◆ **Supplied records**
________________________________________
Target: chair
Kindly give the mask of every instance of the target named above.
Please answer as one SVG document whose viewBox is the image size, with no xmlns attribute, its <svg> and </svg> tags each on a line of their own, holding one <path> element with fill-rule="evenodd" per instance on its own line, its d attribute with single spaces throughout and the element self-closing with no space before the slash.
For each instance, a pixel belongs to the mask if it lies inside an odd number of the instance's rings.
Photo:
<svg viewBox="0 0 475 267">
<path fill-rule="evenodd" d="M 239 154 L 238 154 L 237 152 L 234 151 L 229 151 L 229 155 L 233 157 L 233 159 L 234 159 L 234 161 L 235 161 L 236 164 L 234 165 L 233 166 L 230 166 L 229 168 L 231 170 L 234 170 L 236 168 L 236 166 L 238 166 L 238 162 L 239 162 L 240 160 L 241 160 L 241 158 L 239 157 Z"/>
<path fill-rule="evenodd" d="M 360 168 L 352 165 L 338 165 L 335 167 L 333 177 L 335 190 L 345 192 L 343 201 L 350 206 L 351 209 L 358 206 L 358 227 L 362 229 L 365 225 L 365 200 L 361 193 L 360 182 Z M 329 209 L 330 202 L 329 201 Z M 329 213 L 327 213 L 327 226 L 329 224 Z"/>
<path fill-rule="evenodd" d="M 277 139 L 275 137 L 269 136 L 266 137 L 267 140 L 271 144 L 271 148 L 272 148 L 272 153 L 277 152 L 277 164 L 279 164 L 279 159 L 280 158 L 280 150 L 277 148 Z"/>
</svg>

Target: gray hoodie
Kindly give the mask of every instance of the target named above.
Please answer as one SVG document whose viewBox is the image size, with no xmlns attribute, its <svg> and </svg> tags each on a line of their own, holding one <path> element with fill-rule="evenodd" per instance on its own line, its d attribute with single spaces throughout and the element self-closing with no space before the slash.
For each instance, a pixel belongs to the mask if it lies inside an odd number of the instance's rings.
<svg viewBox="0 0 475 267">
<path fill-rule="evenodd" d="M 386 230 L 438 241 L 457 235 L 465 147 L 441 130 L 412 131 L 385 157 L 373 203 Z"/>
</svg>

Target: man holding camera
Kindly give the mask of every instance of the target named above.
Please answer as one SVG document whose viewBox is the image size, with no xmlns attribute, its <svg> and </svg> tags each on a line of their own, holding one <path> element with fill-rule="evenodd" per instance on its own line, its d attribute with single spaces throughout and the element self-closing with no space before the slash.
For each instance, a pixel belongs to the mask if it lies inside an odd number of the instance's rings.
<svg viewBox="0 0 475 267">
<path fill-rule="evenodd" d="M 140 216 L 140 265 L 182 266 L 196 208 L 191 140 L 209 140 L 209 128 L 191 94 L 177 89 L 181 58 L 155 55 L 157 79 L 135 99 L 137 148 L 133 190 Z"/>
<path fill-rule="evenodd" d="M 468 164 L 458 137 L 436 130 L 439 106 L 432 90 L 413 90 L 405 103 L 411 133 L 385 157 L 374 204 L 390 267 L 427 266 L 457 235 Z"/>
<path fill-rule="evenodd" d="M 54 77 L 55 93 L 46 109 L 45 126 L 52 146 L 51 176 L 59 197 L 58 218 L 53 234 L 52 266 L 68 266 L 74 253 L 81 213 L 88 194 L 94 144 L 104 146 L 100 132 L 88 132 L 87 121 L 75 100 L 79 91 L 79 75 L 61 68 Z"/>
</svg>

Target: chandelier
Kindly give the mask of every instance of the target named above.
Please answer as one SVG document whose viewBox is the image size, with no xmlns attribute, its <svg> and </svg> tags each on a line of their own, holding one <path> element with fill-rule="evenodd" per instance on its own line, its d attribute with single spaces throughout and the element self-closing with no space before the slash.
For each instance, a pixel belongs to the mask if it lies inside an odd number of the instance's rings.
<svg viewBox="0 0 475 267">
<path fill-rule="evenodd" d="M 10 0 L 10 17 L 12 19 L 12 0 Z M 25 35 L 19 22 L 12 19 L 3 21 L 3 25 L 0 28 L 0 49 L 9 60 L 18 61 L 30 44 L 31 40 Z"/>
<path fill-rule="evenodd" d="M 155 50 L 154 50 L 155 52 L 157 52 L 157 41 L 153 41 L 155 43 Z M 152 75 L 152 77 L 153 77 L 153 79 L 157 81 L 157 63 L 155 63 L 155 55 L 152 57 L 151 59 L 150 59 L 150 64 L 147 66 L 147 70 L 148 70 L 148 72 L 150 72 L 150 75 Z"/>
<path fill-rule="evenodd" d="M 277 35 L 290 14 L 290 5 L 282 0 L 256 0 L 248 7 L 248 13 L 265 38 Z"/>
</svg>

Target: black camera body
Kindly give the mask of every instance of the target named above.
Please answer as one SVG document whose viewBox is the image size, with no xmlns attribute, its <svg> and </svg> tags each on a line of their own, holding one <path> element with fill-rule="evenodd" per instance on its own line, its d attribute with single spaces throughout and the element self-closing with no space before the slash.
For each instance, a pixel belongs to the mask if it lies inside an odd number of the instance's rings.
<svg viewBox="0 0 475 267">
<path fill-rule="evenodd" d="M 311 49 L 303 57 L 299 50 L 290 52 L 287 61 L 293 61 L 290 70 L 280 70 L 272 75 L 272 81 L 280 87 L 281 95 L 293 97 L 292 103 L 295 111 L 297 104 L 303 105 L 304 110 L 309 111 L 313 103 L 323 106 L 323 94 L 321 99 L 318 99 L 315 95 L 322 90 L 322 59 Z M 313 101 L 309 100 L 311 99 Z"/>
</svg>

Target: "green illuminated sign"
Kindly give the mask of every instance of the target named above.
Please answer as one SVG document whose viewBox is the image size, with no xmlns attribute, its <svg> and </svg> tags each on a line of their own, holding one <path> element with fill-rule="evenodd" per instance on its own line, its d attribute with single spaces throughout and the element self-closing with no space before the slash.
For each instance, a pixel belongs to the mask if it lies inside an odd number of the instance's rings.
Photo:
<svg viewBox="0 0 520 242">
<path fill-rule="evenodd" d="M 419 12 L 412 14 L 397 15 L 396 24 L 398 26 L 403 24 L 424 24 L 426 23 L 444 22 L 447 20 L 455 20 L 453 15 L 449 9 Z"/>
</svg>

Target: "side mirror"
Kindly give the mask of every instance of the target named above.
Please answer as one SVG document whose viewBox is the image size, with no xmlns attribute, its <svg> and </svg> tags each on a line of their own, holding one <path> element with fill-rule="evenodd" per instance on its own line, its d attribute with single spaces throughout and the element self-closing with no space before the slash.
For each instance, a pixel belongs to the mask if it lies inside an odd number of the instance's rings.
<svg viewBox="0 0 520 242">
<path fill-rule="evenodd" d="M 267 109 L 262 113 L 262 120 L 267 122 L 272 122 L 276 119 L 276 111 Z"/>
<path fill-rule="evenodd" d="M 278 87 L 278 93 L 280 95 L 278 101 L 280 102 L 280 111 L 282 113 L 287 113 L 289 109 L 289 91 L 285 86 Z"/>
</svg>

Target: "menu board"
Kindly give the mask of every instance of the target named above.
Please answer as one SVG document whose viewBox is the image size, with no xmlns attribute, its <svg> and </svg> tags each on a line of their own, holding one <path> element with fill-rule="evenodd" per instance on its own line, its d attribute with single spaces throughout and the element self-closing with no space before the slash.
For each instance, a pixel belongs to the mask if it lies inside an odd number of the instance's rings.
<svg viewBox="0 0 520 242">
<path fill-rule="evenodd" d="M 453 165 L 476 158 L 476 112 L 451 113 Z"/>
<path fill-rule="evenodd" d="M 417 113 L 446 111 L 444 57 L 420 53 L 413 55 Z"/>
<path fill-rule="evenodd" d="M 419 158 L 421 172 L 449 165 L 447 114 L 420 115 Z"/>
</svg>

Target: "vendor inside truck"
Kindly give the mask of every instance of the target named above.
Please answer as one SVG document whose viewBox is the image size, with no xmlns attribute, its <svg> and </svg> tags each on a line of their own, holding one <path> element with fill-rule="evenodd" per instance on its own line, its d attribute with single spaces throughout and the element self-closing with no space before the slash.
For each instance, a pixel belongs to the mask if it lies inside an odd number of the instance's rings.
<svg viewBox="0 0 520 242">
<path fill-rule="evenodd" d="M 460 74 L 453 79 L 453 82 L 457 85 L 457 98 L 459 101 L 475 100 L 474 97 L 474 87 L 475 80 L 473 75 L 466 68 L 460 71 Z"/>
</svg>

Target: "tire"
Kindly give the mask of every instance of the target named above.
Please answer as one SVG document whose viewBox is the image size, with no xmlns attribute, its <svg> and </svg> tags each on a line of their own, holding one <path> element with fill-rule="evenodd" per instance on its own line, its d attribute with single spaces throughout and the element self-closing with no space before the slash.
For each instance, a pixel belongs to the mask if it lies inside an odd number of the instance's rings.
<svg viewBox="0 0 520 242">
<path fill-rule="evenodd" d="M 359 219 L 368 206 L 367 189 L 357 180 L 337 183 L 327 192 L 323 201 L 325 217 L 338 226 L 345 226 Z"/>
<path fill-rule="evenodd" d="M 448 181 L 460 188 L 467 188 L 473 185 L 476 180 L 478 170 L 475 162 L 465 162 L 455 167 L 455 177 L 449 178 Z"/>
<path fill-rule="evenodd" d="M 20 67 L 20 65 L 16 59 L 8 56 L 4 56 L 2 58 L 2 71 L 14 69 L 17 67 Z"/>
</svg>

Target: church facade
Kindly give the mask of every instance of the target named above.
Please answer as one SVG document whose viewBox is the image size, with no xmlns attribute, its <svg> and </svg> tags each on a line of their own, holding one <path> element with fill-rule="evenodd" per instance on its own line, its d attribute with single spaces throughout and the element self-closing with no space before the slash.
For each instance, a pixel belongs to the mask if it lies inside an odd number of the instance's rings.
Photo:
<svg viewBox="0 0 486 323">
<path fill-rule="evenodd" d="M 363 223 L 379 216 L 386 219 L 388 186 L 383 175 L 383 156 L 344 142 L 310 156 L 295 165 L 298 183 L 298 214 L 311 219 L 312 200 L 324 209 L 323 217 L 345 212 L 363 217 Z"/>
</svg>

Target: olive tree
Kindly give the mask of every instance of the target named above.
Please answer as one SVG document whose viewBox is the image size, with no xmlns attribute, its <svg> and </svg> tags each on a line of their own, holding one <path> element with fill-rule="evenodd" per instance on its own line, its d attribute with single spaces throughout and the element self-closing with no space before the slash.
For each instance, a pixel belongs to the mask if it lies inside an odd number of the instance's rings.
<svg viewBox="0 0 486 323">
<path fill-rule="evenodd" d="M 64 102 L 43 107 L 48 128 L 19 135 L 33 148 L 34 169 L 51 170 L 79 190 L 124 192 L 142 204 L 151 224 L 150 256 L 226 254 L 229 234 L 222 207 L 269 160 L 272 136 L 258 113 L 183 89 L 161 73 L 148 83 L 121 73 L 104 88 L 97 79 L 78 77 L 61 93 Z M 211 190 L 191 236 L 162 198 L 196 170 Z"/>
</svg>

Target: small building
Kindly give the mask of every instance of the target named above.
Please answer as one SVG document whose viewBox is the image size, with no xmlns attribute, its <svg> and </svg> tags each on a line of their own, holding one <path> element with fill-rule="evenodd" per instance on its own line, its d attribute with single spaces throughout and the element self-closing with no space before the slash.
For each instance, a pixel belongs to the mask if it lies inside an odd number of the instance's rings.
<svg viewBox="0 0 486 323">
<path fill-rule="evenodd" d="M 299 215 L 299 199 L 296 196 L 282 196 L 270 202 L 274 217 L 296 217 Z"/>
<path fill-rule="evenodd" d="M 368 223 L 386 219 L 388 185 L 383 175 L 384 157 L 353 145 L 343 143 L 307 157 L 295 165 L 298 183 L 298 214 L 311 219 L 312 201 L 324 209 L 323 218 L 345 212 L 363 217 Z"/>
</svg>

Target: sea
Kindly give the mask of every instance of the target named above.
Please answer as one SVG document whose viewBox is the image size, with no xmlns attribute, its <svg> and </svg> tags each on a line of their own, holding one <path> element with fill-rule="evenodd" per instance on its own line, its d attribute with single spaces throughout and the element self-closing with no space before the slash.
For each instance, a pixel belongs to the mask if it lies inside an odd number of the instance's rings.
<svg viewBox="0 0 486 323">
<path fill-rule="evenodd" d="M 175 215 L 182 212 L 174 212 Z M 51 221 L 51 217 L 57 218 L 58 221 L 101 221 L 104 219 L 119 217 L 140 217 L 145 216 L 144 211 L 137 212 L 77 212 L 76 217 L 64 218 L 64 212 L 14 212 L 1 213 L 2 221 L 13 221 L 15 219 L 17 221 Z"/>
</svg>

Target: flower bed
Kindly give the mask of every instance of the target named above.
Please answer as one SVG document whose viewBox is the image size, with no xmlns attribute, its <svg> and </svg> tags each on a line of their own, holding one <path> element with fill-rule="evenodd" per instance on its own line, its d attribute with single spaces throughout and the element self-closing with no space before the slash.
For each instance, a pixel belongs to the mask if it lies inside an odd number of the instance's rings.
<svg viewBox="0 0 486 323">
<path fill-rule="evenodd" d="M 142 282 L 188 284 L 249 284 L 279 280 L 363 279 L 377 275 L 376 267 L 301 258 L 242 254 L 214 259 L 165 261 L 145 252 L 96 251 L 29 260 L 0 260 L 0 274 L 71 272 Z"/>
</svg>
________________________________________
◆ **Challenge**
Could you repeat, word for word, the lines of the records above, starting with the line that contains "Target: flower bed" and going on through the last line of the records?

◆ **Written solution**
Target: flower bed
Kindly give the mask of every instance of the target named above.
Please answer as one SVG document whose viewBox is the image size, with no xmlns attribute, its <svg> and </svg> tags each on a line of their own, holding one <path> element with fill-rule="evenodd" per instance on its own line, its d attribute with single spaces throughout and the element self-closing with no space before the slash.
For each instance, a pixel belongs to the mask if it lies inside an odd number of the instance's rings.
<svg viewBox="0 0 486 323">
<path fill-rule="evenodd" d="M 142 282 L 188 284 L 249 284 L 279 280 L 363 279 L 377 275 L 376 267 L 301 258 L 242 254 L 214 259 L 165 261 L 145 252 L 96 251 L 29 260 L 0 260 L 0 274 L 71 272 Z"/>
</svg>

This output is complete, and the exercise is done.